### TASK OBJECTIVE
Write every entry out again exactly, please, and skip the pictures.

### RECORD EXCERPTS
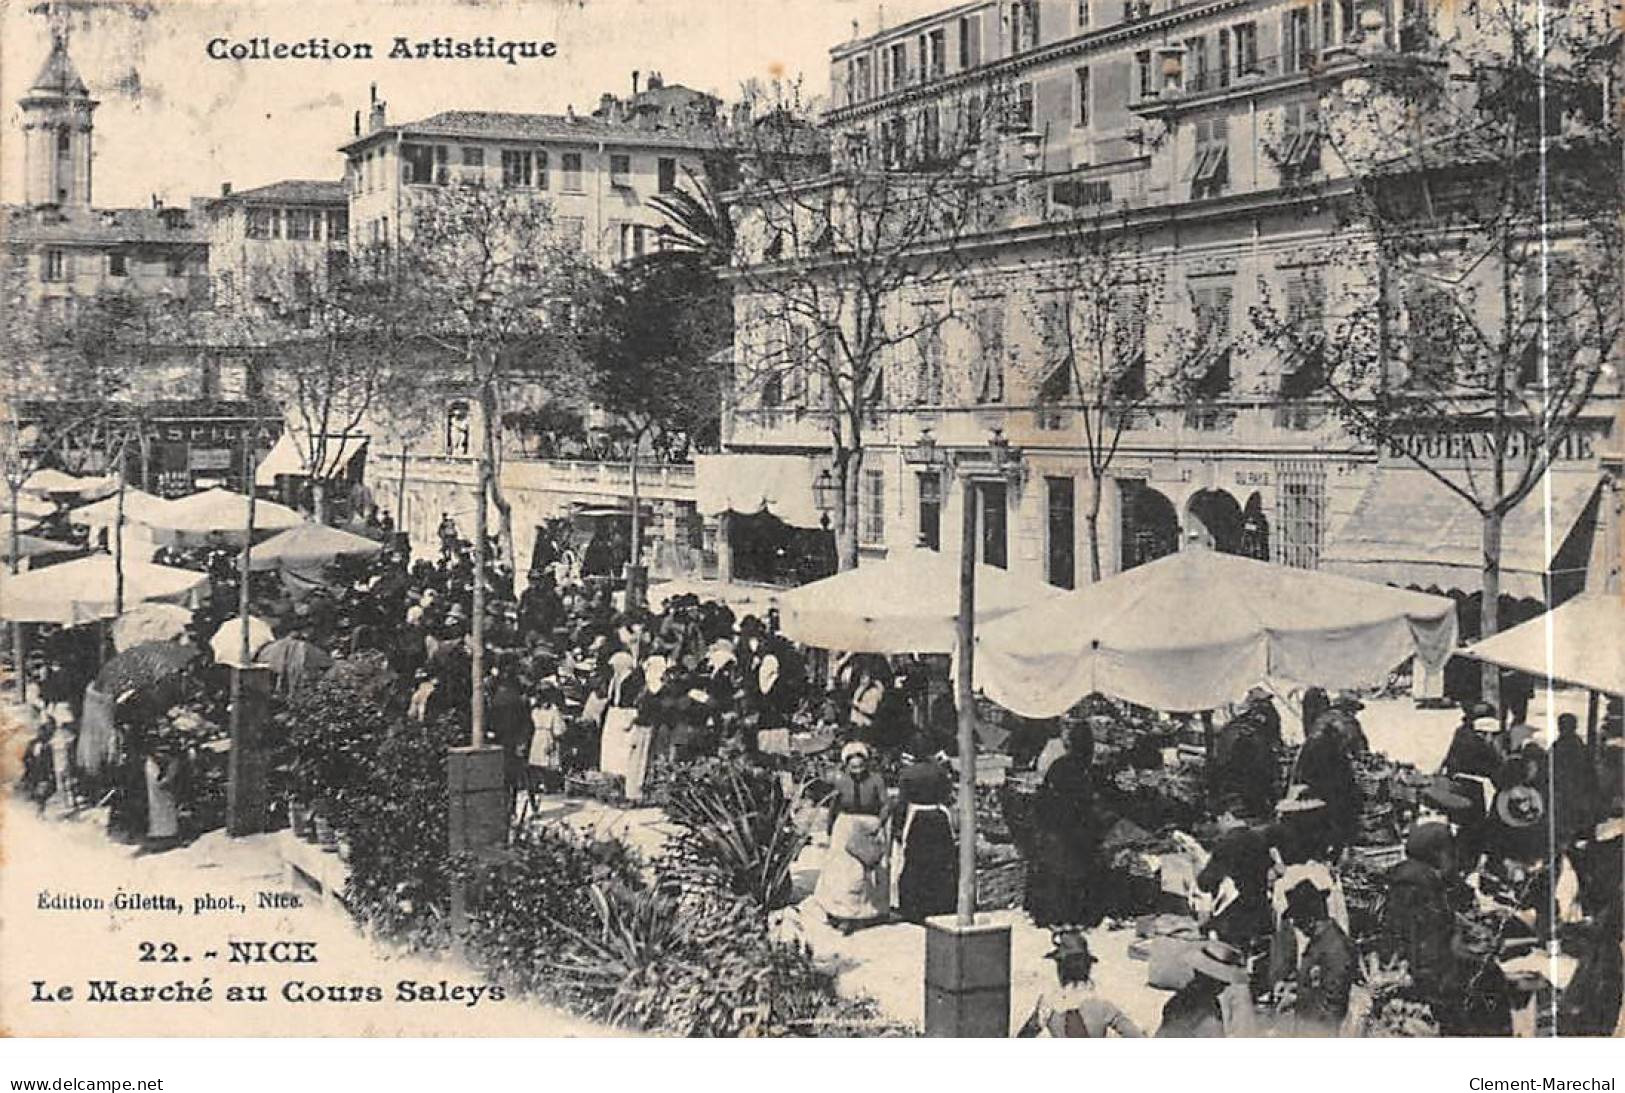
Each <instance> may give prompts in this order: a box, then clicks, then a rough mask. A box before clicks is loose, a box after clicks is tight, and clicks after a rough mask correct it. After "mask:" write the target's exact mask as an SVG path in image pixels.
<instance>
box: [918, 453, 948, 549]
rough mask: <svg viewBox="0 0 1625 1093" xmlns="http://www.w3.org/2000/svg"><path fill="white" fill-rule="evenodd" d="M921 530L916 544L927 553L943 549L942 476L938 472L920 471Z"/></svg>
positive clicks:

### SOLUTION TO THE EXERCISE
Each <instance> may give prompts in this order: a box, then clicks, then a rough mask. A box before clicks is loose, a box after clicks is tight, and clicks after a rough mask correct it. After "mask:" write the target's exact mask as an SVG path in image pixels.
<instance>
box: [918, 453, 948, 549]
rough mask: <svg viewBox="0 0 1625 1093" xmlns="http://www.w3.org/2000/svg"><path fill="white" fill-rule="evenodd" d="M921 530L916 544L927 553L943 549L942 476L938 472L920 471Z"/></svg>
positive clicks:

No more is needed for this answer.